▸ SET PROBLEM: Tally the lines in the items below that contain the string "suit". Reply with the number only.

[Pointing and labeling entries]

***

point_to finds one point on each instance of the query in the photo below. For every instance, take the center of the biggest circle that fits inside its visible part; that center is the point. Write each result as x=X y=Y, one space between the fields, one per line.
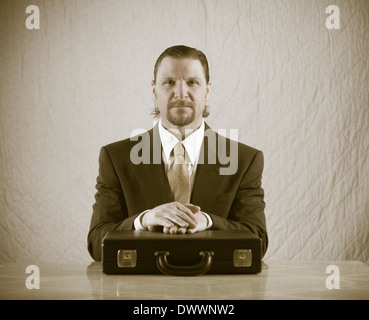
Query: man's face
x=180 y=92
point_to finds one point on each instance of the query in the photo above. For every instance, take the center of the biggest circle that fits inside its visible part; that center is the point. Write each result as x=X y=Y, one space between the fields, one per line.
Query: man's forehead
x=171 y=67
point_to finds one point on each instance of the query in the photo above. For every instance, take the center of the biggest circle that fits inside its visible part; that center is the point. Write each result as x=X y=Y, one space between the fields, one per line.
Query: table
x=278 y=280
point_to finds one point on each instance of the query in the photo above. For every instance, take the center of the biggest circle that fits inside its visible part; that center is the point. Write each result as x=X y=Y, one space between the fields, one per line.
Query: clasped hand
x=175 y=217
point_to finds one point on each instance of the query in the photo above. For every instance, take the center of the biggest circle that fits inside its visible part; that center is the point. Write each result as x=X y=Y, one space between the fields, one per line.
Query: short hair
x=183 y=52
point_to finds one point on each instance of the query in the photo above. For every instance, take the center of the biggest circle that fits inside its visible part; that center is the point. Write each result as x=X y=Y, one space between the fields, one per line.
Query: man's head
x=181 y=87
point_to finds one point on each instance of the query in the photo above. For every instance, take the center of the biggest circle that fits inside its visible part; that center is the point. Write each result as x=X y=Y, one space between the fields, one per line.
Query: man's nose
x=181 y=91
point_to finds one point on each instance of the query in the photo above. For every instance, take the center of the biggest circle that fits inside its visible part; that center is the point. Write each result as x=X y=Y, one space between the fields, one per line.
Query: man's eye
x=192 y=82
x=169 y=82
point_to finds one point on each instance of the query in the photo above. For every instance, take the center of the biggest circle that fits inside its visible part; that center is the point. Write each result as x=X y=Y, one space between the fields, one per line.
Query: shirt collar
x=192 y=143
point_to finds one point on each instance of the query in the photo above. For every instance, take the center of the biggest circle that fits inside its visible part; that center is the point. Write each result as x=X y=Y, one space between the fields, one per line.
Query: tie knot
x=179 y=149
x=179 y=153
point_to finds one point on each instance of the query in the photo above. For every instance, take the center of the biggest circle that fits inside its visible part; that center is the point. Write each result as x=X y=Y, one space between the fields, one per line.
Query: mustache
x=181 y=103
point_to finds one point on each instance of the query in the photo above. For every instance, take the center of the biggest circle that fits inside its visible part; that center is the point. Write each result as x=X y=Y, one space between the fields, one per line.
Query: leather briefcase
x=211 y=251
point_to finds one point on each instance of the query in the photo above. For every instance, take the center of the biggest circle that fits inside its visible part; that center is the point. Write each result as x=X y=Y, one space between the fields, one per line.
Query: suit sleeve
x=247 y=210
x=109 y=209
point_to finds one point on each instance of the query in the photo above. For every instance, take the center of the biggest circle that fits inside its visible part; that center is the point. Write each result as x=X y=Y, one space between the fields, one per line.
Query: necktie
x=179 y=177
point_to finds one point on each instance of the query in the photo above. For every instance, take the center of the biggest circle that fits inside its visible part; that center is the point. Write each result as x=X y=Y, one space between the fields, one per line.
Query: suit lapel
x=208 y=181
x=151 y=177
x=154 y=183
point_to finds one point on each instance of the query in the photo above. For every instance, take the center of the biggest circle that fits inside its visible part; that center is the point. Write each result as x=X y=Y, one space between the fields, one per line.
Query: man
x=170 y=178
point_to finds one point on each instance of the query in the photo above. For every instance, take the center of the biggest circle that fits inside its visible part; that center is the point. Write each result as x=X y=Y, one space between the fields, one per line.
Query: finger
x=185 y=214
x=191 y=230
x=173 y=230
x=182 y=230
x=193 y=208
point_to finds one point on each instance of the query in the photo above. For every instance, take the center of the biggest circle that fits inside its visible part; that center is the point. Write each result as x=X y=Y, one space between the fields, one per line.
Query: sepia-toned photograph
x=191 y=152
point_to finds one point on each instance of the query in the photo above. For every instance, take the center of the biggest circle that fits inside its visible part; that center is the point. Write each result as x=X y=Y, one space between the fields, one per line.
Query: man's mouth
x=181 y=104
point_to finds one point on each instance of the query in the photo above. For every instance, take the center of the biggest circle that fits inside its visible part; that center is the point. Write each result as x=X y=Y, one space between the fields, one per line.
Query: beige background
x=292 y=88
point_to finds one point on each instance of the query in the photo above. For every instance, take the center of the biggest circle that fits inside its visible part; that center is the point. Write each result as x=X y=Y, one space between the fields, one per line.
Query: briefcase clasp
x=242 y=258
x=127 y=258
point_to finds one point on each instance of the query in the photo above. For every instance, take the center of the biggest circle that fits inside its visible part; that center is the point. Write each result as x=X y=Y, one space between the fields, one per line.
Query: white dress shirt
x=192 y=145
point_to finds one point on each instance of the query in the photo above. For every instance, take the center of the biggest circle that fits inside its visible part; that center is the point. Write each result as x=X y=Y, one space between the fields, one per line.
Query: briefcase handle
x=202 y=267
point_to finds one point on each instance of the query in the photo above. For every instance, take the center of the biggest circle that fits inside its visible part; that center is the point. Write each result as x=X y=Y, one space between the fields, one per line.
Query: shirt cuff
x=137 y=221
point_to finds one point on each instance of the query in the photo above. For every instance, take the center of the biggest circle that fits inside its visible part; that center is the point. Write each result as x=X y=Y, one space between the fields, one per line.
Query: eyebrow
x=190 y=78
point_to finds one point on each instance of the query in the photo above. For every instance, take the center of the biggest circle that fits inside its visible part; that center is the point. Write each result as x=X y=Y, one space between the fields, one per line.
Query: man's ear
x=153 y=85
x=207 y=91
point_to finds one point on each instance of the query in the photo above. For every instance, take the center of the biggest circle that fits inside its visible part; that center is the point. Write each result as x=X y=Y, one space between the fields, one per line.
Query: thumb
x=193 y=208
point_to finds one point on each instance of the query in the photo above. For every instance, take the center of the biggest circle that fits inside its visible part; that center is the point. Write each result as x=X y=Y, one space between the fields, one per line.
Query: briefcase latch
x=242 y=258
x=127 y=258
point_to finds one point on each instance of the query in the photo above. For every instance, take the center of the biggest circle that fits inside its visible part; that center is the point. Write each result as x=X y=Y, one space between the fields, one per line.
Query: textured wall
x=293 y=88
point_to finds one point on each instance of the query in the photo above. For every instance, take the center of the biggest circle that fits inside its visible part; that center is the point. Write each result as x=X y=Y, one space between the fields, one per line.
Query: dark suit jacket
x=125 y=189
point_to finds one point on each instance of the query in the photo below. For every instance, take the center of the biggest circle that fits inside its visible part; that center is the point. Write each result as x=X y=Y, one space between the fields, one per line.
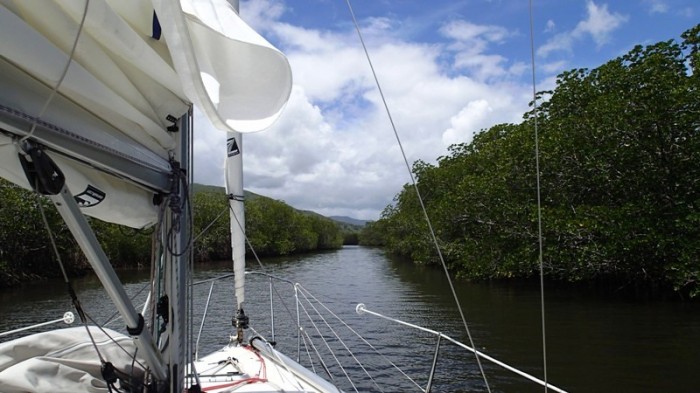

***

▸ CORRECT ANSWER: 3